>> BEGIN SELECTED TEXT

On the basis of this, some have said, you see the really important thing is not the offering, but the fact that Abel was a venerable man. In other words, it was his attitude that determined God’s acceptance. He had the right attitude and Cain had the wrong attitude. But that is a very superficial way to look at the text. In addition to that is the fact that it is contrary to the analogy of Scripture, because you see, you should ask the question why is it? And we must admit that Abel did have a better attitude. Why is it that he did have a better attitude?
Well, he had a better attitude because of his faith which was given him by God. Now the New Testament says, “By faith Abel offered a better or more excellent sacrifice than Cain and God gave testimony to him that he was righteous, testifying of his gifts.” So it is true, Abel’s attitude was better but his attitude was better because he had been given faith to believe the word of God and he responded in the obedience of faith. So motivated by faith, he gave the Lamb that God had required. He had what we would call a faith that worked.

>> END SELECTED TEXT
>> BEGIN RECORDED DATA

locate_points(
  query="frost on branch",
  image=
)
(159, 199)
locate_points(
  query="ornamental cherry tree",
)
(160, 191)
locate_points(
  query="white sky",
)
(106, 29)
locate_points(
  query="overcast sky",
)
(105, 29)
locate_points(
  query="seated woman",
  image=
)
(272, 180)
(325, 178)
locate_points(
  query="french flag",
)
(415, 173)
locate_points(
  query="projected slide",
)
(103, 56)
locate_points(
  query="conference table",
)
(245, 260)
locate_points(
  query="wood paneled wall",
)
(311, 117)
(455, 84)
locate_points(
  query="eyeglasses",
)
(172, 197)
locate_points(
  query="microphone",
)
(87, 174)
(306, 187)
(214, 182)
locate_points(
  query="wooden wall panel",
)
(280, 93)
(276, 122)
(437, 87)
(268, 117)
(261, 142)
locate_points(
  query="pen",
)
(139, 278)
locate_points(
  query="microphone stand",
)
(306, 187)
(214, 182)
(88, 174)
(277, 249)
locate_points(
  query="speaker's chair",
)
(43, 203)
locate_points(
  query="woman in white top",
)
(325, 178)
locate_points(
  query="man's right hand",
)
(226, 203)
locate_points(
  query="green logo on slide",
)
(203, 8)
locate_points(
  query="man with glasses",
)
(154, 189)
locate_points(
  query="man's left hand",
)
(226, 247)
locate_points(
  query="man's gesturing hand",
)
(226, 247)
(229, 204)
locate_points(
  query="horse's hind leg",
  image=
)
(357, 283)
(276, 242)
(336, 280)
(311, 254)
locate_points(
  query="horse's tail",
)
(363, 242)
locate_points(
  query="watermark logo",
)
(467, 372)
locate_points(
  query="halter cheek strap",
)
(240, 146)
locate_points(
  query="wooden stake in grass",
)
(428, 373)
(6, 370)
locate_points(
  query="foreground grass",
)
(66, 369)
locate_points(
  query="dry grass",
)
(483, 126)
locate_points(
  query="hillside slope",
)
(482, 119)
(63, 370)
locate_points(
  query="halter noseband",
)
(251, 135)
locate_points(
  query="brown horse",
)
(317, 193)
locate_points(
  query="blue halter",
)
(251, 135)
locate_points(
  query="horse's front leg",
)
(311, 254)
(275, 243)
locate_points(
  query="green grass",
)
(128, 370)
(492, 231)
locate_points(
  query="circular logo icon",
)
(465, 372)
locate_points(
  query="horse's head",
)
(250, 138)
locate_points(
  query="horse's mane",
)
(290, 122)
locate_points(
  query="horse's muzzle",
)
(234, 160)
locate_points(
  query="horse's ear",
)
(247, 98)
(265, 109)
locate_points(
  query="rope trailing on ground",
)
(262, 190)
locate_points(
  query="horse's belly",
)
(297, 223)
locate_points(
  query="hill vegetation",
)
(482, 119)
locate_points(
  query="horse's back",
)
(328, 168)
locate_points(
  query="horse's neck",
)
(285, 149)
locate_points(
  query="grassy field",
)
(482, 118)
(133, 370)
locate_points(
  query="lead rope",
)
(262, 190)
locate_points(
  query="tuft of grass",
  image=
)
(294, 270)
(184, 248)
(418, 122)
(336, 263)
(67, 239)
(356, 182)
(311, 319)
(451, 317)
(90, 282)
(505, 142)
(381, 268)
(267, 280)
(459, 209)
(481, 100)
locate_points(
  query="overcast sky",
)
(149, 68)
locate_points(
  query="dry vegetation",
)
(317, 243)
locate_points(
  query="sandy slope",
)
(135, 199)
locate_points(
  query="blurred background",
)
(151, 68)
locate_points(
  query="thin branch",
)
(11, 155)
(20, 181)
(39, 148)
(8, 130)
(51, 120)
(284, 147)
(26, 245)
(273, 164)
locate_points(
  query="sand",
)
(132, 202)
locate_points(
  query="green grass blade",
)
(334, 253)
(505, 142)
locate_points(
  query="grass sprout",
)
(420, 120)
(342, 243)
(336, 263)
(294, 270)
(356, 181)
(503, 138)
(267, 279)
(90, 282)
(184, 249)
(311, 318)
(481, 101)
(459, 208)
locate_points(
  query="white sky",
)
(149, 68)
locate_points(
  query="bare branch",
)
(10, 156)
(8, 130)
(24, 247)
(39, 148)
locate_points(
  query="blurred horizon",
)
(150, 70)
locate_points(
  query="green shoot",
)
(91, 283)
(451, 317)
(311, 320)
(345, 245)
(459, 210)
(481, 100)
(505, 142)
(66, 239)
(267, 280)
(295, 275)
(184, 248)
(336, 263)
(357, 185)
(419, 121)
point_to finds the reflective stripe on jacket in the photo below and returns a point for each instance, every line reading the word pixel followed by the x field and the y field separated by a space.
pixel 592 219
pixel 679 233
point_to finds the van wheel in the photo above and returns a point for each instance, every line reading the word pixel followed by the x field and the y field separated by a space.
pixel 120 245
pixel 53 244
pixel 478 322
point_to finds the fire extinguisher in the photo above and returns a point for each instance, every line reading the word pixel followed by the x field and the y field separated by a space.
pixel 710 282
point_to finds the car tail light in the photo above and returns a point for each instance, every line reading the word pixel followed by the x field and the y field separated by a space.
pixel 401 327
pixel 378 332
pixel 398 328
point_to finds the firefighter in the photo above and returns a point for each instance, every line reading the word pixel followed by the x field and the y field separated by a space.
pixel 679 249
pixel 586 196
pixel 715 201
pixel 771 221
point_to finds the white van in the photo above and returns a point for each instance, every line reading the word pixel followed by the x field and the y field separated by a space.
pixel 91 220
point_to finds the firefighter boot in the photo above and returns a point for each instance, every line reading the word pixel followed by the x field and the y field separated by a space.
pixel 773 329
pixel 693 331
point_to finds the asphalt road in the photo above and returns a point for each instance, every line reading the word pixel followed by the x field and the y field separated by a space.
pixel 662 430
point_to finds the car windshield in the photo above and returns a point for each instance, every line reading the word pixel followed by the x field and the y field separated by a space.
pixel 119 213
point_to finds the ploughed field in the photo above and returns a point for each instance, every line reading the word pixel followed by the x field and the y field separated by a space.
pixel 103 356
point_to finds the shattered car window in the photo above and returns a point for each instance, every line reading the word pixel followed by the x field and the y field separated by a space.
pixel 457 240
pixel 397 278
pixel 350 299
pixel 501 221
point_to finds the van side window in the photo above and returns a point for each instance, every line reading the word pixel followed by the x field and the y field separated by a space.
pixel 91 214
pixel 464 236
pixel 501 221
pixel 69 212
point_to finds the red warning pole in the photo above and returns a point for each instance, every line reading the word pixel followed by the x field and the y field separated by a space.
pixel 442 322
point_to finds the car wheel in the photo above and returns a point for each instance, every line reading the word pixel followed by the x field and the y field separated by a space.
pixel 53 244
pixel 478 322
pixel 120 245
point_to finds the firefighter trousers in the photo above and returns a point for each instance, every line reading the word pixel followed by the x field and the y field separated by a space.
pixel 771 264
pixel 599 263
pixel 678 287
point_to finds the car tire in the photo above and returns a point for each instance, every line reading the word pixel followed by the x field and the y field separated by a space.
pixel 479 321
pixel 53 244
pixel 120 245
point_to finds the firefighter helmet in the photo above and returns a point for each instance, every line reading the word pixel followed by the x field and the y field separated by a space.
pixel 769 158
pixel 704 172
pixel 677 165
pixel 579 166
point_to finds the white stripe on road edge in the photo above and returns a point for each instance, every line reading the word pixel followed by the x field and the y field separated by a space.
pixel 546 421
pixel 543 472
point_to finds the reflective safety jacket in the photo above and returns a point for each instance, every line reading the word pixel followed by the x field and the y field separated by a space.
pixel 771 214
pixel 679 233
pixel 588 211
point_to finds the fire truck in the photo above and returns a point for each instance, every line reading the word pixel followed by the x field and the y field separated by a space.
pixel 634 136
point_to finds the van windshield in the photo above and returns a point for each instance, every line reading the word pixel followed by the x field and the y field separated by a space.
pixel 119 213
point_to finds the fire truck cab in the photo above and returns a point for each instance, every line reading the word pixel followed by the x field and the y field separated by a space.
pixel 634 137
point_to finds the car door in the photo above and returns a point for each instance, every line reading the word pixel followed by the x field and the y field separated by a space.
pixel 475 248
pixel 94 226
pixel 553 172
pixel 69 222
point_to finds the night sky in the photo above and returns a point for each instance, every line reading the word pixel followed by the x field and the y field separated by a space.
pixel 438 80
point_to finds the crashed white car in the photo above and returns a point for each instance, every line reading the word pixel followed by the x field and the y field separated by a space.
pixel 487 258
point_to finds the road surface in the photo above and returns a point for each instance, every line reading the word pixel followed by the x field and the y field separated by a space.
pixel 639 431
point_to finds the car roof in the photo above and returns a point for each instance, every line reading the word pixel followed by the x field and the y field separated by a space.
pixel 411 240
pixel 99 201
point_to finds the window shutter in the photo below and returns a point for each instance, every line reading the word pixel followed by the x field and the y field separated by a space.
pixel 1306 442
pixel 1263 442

>> END RECORDED DATA

Quote the passage on Abel's offering word for word, beginning at the words "Well, he had" and stopping after "faith that worked.".

TASK SOLUTION:
Well, he had a better attitude because of his faith which was given him by God. Now the New Testament says, “By faith Abel offered a better or more excellent sacrifice than Cain and God gave testimony to him that he was righteous, testifying of his gifts.” So it is true, Abel’s attitude was better but his attitude was better because he had been given faith to believe the word of God and he responded in the obedience of faith. So motivated by faith, he gave the Lamb that God had required. He had what we would call a faith that worked.